| Aim of the exercise |
In the items below, start at the line that contains "one truck antenna?" and stop after the line that contains "[364, 205, 446, 220]". Copy each line in that span, both ends included, without any change.

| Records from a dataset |

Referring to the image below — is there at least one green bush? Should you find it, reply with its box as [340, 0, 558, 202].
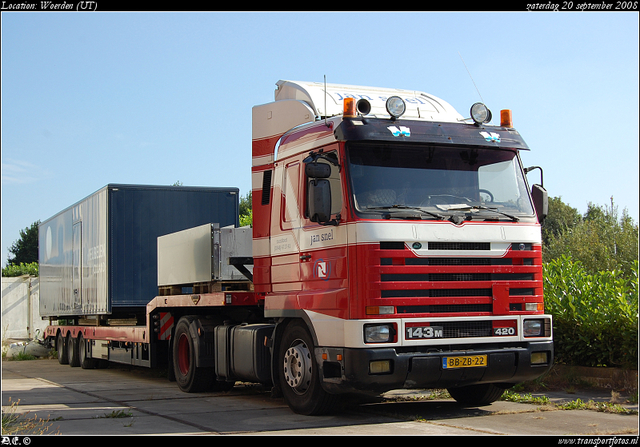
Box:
[544, 256, 638, 369]
[2, 262, 39, 278]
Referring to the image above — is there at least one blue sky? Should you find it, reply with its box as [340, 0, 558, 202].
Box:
[1, 12, 639, 266]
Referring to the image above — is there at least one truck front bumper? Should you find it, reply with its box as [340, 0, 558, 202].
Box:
[316, 340, 553, 393]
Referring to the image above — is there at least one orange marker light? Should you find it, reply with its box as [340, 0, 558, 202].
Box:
[500, 109, 513, 127]
[342, 98, 356, 118]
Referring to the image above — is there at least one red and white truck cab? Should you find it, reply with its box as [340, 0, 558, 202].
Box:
[252, 81, 553, 413]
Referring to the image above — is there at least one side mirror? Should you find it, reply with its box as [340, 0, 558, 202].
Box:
[531, 185, 549, 223]
[304, 161, 331, 178]
[307, 178, 331, 224]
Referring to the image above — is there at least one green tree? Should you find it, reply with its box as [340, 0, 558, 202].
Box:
[543, 197, 638, 278]
[240, 191, 253, 227]
[7, 220, 40, 266]
[542, 197, 582, 244]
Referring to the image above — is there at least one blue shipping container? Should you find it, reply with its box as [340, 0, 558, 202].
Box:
[39, 184, 239, 317]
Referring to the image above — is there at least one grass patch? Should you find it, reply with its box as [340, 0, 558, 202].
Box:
[2, 398, 60, 435]
[500, 390, 638, 415]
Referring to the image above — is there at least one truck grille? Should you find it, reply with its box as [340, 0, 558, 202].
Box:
[364, 242, 542, 316]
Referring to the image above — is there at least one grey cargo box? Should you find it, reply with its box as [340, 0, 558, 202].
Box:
[38, 184, 239, 317]
[158, 223, 253, 286]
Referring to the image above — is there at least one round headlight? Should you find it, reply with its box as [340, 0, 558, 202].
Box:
[471, 102, 491, 124]
[387, 96, 407, 118]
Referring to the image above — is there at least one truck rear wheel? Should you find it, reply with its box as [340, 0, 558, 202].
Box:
[173, 317, 215, 393]
[67, 332, 80, 368]
[78, 333, 98, 369]
[447, 383, 504, 406]
[277, 321, 337, 415]
[56, 332, 69, 365]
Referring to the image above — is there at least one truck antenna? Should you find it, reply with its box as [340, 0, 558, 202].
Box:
[324, 75, 329, 127]
[458, 51, 486, 104]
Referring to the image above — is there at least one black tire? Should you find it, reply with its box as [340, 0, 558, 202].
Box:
[67, 332, 80, 368]
[172, 317, 215, 393]
[78, 333, 98, 369]
[56, 332, 69, 365]
[447, 383, 504, 406]
[276, 321, 338, 415]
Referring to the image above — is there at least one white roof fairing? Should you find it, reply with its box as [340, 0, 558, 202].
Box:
[275, 81, 464, 123]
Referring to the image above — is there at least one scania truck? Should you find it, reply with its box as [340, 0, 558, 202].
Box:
[40, 81, 553, 414]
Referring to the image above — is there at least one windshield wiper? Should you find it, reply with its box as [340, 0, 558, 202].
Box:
[450, 204, 520, 222]
[364, 205, 446, 220]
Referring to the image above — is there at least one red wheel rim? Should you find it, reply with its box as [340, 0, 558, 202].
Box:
[178, 334, 191, 376]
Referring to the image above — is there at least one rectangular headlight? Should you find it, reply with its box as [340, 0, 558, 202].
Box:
[364, 323, 395, 343]
[369, 360, 391, 374]
[522, 320, 544, 337]
[531, 351, 549, 365]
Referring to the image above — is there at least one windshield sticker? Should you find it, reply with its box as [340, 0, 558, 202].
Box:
[480, 132, 500, 143]
[387, 126, 411, 137]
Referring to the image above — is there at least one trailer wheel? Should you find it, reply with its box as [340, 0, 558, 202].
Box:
[67, 332, 80, 368]
[277, 321, 337, 415]
[173, 317, 215, 393]
[447, 383, 504, 406]
[56, 331, 69, 365]
[78, 332, 98, 369]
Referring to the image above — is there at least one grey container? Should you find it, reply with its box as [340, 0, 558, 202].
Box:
[38, 184, 239, 317]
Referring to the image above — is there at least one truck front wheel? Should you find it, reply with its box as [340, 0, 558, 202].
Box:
[173, 317, 214, 393]
[278, 321, 337, 415]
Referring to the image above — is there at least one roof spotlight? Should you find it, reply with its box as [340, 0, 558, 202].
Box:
[356, 98, 371, 115]
[387, 96, 407, 119]
[471, 102, 491, 124]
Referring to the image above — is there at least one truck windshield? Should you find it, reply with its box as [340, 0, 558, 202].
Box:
[348, 143, 534, 221]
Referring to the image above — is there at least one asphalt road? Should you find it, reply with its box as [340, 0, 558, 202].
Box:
[2, 360, 638, 441]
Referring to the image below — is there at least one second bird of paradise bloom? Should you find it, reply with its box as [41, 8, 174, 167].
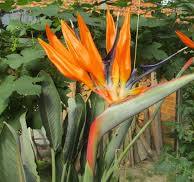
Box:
[39, 11, 147, 104]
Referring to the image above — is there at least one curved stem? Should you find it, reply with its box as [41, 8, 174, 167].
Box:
[51, 148, 56, 182]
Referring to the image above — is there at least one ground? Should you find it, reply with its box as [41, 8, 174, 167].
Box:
[119, 161, 167, 182]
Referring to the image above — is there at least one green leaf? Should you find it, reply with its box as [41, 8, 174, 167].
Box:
[17, 0, 41, 5]
[20, 113, 40, 182]
[13, 75, 42, 95]
[30, 4, 59, 17]
[0, 123, 27, 182]
[142, 42, 168, 60]
[3, 48, 45, 69]
[0, 76, 42, 114]
[0, 0, 15, 11]
[0, 76, 15, 114]
[63, 98, 82, 162]
[30, 17, 52, 31]
[39, 71, 63, 151]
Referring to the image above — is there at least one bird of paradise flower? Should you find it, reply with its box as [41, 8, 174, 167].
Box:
[38, 11, 185, 104]
[38, 11, 191, 178]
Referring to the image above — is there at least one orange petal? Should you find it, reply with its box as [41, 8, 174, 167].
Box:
[38, 39, 93, 89]
[61, 21, 104, 84]
[106, 10, 116, 53]
[113, 13, 131, 86]
[176, 31, 194, 49]
[46, 25, 78, 65]
[77, 14, 105, 83]
[127, 87, 149, 96]
[111, 59, 119, 86]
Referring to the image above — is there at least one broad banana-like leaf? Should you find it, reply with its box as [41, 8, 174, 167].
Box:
[0, 123, 27, 182]
[86, 74, 194, 171]
[39, 71, 63, 151]
[20, 114, 40, 182]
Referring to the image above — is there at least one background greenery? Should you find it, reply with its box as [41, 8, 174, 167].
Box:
[0, 0, 194, 181]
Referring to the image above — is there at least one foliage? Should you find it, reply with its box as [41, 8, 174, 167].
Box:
[0, 0, 194, 181]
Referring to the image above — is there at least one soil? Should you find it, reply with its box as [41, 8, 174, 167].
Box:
[119, 161, 168, 182]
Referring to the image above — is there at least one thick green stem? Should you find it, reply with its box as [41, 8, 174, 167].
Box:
[51, 148, 56, 182]
[61, 163, 67, 182]
[102, 58, 194, 182]
[83, 162, 94, 182]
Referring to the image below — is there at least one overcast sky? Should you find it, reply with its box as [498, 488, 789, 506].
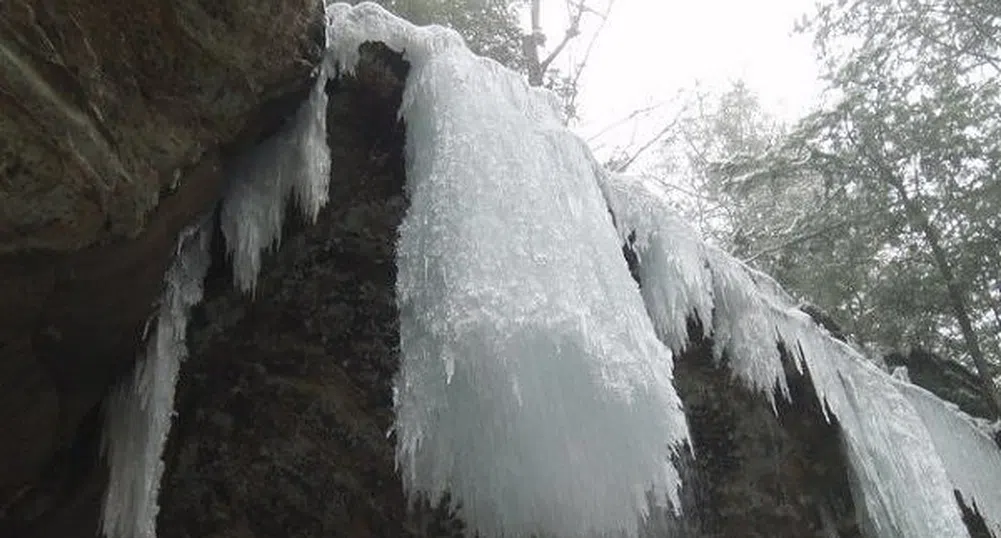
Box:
[543, 0, 821, 161]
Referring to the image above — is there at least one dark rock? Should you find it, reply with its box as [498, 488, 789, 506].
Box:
[647, 328, 862, 538]
[0, 0, 322, 537]
[158, 44, 461, 538]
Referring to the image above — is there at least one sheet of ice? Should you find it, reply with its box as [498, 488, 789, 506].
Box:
[603, 176, 1001, 537]
[897, 383, 1001, 536]
[101, 223, 211, 538]
[331, 4, 687, 537]
[221, 67, 330, 293]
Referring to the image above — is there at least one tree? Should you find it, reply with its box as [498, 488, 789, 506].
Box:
[718, 0, 1001, 414]
[368, 0, 526, 72]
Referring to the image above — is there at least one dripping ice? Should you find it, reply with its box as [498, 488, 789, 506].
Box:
[95, 4, 1001, 538]
[331, 4, 688, 537]
[101, 223, 211, 538]
[101, 34, 330, 538]
[603, 172, 1001, 538]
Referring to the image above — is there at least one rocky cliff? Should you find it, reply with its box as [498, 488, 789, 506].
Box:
[0, 0, 323, 536]
[0, 0, 992, 538]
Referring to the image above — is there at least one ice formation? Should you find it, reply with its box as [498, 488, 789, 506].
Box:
[221, 62, 330, 293]
[324, 4, 687, 537]
[603, 176, 1001, 538]
[102, 2, 1001, 538]
[101, 219, 212, 538]
[101, 22, 330, 538]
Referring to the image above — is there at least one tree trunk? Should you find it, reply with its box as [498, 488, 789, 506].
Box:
[883, 174, 1001, 418]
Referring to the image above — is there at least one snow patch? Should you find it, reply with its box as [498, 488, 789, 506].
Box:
[330, 4, 688, 537]
[101, 222, 212, 538]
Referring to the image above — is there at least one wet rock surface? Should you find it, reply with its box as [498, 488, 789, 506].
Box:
[0, 0, 322, 537]
[158, 45, 461, 538]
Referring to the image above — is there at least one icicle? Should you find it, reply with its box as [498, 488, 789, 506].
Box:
[101, 218, 211, 538]
[603, 172, 1001, 538]
[329, 4, 688, 538]
[221, 55, 330, 293]
[897, 383, 1001, 536]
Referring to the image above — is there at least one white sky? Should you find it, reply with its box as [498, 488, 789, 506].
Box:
[543, 0, 822, 161]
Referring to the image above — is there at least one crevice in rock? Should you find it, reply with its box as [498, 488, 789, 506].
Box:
[158, 43, 461, 538]
[646, 320, 862, 538]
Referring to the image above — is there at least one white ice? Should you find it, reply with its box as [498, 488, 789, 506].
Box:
[101, 223, 211, 538]
[603, 176, 1001, 538]
[330, 4, 687, 537]
[221, 63, 330, 293]
[101, 6, 330, 538]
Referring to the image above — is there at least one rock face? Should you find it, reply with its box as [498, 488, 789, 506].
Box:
[885, 349, 992, 418]
[158, 45, 461, 538]
[0, 0, 322, 537]
[0, 0, 984, 538]
[158, 44, 860, 538]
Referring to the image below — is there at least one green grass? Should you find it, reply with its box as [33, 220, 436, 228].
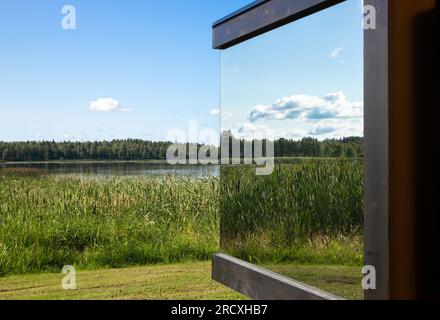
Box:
[0, 262, 245, 300]
[0, 262, 363, 300]
[220, 159, 363, 265]
[0, 170, 219, 276]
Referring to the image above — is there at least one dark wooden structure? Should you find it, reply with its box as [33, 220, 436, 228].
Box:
[213, 0, 440, 299]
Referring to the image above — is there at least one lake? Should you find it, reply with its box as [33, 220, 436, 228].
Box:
[0, 161, 220, 178]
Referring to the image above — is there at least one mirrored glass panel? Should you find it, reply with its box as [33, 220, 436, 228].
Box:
[221, 0, 364, 299]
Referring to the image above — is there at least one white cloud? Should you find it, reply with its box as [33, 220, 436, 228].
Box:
[89, 98, 132, 112]
[249, 92, 363, 122]
[232, 122, 307, 140]
[221, 112, 233, 120]
[330, 47, 344, 59]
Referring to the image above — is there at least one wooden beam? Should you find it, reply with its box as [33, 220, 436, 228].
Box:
[212, 0, 345, 49]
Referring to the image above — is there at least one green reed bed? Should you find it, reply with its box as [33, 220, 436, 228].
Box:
[0, 170, 219, 276]
[220, 159, 363, 265]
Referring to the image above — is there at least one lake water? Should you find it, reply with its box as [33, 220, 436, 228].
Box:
[0, 161, 220, 178]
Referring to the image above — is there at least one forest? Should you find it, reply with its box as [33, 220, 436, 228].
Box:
[0, 137, 364, 162]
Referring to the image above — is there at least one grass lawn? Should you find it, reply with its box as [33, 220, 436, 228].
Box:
[0, 262, 362, 300]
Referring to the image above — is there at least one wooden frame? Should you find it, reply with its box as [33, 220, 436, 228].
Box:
[213, 0, 440, 300]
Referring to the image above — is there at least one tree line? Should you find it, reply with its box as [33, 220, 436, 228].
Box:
[0, 137, 363, 161]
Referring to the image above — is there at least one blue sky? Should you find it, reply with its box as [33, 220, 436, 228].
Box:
[0, 0, 249, 141]
[0, 0, 362, 141]
[221, 0, 363, 140]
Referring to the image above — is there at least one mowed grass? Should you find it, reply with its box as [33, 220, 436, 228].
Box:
[0, 170, 219, 276]
[0, 262, 363, 300]
[0, 262, 246, 300]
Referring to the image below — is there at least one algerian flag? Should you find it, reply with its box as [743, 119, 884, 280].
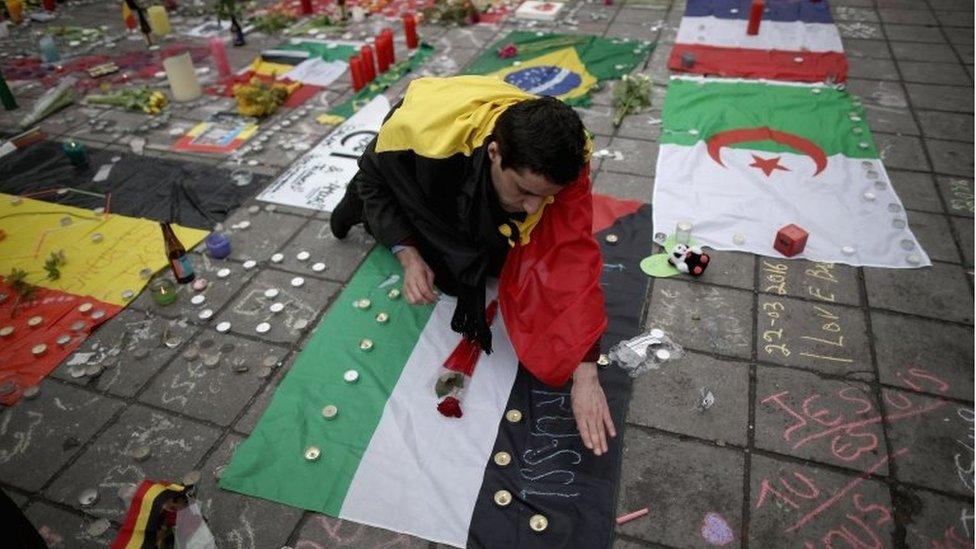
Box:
[653, 77, 931, 268]
[220, 248, 518, 547]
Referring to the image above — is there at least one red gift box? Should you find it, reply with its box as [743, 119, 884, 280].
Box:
[773, 223, 810, 257]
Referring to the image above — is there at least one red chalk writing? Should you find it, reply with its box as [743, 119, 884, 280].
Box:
[762, 386, 946, 463]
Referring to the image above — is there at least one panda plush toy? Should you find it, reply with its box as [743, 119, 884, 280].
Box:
[668, 244, 711, 276]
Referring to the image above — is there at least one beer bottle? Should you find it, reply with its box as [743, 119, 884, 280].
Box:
[159, 223, 196, 284]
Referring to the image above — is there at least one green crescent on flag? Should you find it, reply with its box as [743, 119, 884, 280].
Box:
[464, 31, 654, 105]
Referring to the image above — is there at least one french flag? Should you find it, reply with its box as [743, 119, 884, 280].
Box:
[668, 0, 847, 82]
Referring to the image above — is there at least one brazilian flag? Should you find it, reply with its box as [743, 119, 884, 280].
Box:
[464, 31, 654, 106]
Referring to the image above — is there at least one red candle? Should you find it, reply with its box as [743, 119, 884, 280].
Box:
[380, 29, 396, 65]
[403, 13, 417, 49]
[375, 34, 390, 73]
[746, 0, 766, 35]
[359, 46, 376, 82]
[349, 55, 366, 91]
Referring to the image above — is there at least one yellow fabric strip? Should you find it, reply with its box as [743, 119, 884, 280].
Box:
[376, 76, 535, 158]
[0, 193, 208, 305]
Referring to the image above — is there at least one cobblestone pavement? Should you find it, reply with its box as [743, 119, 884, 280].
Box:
[0, 0, 974, 549]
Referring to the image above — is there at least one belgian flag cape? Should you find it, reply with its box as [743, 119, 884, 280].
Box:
[378, 76, 607, 386]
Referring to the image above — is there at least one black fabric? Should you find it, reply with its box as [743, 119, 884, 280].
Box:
[350, 135, 509, 352]
[0, 141, 269, 229]
[0, 490, 47, 549]
[468, 205, 654, 549]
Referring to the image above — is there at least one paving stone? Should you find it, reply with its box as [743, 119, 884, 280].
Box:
[916, 111, 973, 142]
[0, 381, 123, 491]
[627, 353, 749, 446]
[755, 364, 888, 475]
[617, 108, 664, 141]
[214, 270, 339, 343]
[847, 57, 898, 80]
[952, 44, 976, 65]
[197, 436, 304, 549]
[906, 211, 960, 263]
[935, 6, 973, 28]
[575, 105, 615, 136]
[844, 38, 891, 59]
[890, 42, 959, 63]
[898, 61, 973, 86]
[275, 220, 375, 282]
[951, 217, 973, 271]
[847, 78, 908, 109]
[888, 170, 942, 213]
[756, 295, 874, 379]
[133, 252, 255, 323]
[593, 172, 654, 203]
[905, 83, 973, 113]
[749, 455, 895, 547]
[882, 389, 973, 497]
[53, 309, 196, 397]
[221, 208, 306, 262]
[864, 104, 921, 135]
[756, 257, 861, 305]
[837, 21, 884, 40]
[942, 27, 973, 44]
[234, 362, 288, 434]
[617, 429, 743, 547]
[899, 489, 976, 547]
[878, 7, 936, 25]
[601, 137, 658, 175]
[925, 139, 973, 177]
[45, 404, 218, 521]
[294, 514, 432, 549]
[26, 502, 118, 549]
[606, 23, 664, 41]
[871, 311, 973, 401]
[141, 331, 288, 425]
[874, 133, 929, 171]
[645, 279, 753, 358]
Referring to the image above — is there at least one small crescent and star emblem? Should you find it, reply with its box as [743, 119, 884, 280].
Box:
[706, 126, 827, 177]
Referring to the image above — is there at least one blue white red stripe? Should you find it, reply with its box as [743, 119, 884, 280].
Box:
[668, 0, 847, 82]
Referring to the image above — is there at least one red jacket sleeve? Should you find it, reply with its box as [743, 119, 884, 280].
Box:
[499, 166, 607, 386]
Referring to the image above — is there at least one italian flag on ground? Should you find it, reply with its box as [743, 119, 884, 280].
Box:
[220, 197, 653, 547]
[653, 77, 930, 268]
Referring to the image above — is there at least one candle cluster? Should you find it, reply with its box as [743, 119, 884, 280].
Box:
[349, 13, 419, 91]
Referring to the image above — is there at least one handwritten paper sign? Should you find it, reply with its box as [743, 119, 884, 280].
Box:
[258, 95, 390, 212]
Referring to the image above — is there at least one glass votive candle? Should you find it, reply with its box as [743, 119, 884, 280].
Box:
[149, 278, 176, 307]
[204, 233, 230, 259]
[61, 141, 88, 168]
[674, 221, 692, 246]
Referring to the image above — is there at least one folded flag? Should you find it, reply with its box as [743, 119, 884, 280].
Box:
[654, 77, 930, 268]
[668, 0, 847, 82]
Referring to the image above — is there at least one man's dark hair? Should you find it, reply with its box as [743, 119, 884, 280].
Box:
[493, 97, 586, 185]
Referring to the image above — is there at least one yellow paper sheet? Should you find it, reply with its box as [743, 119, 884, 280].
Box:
[0, 193, 208, 305]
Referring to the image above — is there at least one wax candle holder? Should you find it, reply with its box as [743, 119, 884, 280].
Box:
[149, 278, 177, 307]
[61, 141, 88, 168]
[204, 233, 230, 259]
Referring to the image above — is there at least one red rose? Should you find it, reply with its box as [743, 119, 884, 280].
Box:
[498, 42, 518, 59]
[437, 397, 464, 417]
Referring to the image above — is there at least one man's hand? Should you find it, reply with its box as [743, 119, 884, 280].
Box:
[571, 362, 617, 456]
[396, 246, 437, 305]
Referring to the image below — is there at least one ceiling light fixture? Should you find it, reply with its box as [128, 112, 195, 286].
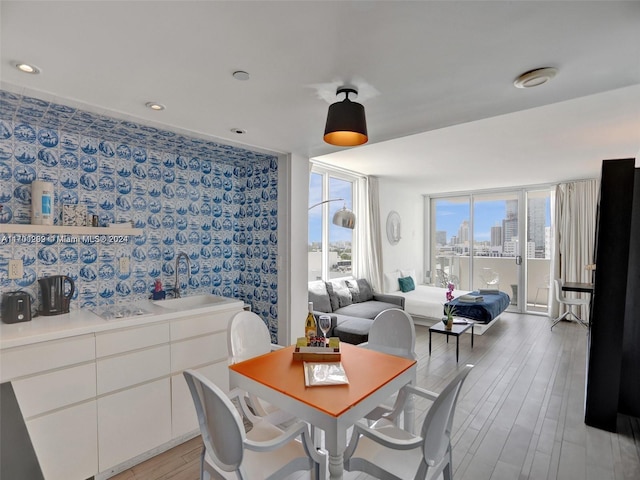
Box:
[16, 63, 40, 75]
[324, 87, 369, 147]
[308, 198, 356, 230]
[232, 70, 251, 82]
[513, 67, 558, 88]
[145, 102, 167, 112]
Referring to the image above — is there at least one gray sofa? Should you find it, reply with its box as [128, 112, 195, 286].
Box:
[309, 279, 404, 345]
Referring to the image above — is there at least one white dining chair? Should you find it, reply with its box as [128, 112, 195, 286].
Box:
[183, 370, 327, 480]
[358, 308, 417, 430]
[344, 365, 473, 480]
[227, 310, 293, 425]
[551, 278, 589, 330]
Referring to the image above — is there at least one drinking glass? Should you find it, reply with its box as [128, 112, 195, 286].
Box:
[318, 315, 331, 343]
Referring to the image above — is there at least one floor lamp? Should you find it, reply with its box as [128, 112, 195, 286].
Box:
[309, 198, 356, 230]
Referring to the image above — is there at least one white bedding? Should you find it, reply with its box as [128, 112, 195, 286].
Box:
[389, 285, 469, 320]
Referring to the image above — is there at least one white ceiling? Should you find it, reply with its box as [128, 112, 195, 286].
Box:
[0, 0, 640, 193]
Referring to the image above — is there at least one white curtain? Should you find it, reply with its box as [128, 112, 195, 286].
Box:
[353, 177, 383, 292]
[550, 180, 600, 320]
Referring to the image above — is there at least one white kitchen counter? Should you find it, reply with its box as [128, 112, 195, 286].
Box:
[0, 297, 244, 350]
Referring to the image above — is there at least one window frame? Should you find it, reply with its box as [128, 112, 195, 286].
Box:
[307, 164, 360, 281]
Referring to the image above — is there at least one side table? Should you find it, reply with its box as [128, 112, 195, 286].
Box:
[429, 320, 474, 362]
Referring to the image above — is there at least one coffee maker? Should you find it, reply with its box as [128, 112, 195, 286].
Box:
[0, 291, 31, 323]
[38, 275, 76, 315]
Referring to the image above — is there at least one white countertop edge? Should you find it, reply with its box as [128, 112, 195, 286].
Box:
[0, 298, 244, 350]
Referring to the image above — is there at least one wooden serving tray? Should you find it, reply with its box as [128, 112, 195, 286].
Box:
[293, 337, 340, 362]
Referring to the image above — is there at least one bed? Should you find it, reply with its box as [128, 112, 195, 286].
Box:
[384, 270, 510, 335]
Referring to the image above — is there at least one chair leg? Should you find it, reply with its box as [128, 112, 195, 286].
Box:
[551, 310, 571, 330]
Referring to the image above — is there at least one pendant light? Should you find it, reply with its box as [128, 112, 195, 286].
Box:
[324, 87, 369, 147]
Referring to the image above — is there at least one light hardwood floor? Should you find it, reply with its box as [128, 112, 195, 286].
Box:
[113, 313, 640, 480]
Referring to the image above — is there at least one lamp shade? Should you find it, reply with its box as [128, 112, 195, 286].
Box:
[324, 89, 369, 147]
[332, 207, 356, 230]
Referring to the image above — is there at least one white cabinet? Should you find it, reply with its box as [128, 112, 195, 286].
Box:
[1, 335, 98, 480]
[98, 377, 171, 472]
[26, 400, 98, 480]
[171, 309, 240, 438]
[96, 322, 171, 472]
[0, 303, 242, 480]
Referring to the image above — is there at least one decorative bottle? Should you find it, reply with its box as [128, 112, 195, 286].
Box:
[304, 302, 318, 345]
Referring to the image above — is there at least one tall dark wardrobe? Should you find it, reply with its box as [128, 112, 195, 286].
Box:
[585, 158, 640, 432]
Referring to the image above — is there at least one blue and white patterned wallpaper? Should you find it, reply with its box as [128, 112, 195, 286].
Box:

| Task answer |
Referring to the image above — is there at least one truck antenna? Should you find it, reply with its box as [340, 0, 558, 202].
Box:
[324, 75, 329, 127]
[458, 51, 486, 104]
Referring to the image above — is there at least one black tire? Should you find it, reply with its box as [340, 0, 558, 202].
Box:
[67, 332, 80, 368]
[172, 317, 215, 393]
[78, 333, 98, 369]
[56, 332, 69, 365]
[447, 383, 504, 406]
[276, 321, 338, 415]
Referring to the image above — is there at least one white roof fairing? Should you find it, reply with its box as [340, 0, 558, 202].
Box:
[275, 81, 464, 123]
Referring to the image above — is there at least one scania truck? Should you find it, reply with its box as [340, 0, 558, 202].
Box:
[40, 81, 553, 414]
Referring to the image above — is there at least one windshield wiper? Should you find it, reply with its box as [340, 0, 558, 202].
Box:
[450, 204, 520, 222]
[364, 205, 446, 220]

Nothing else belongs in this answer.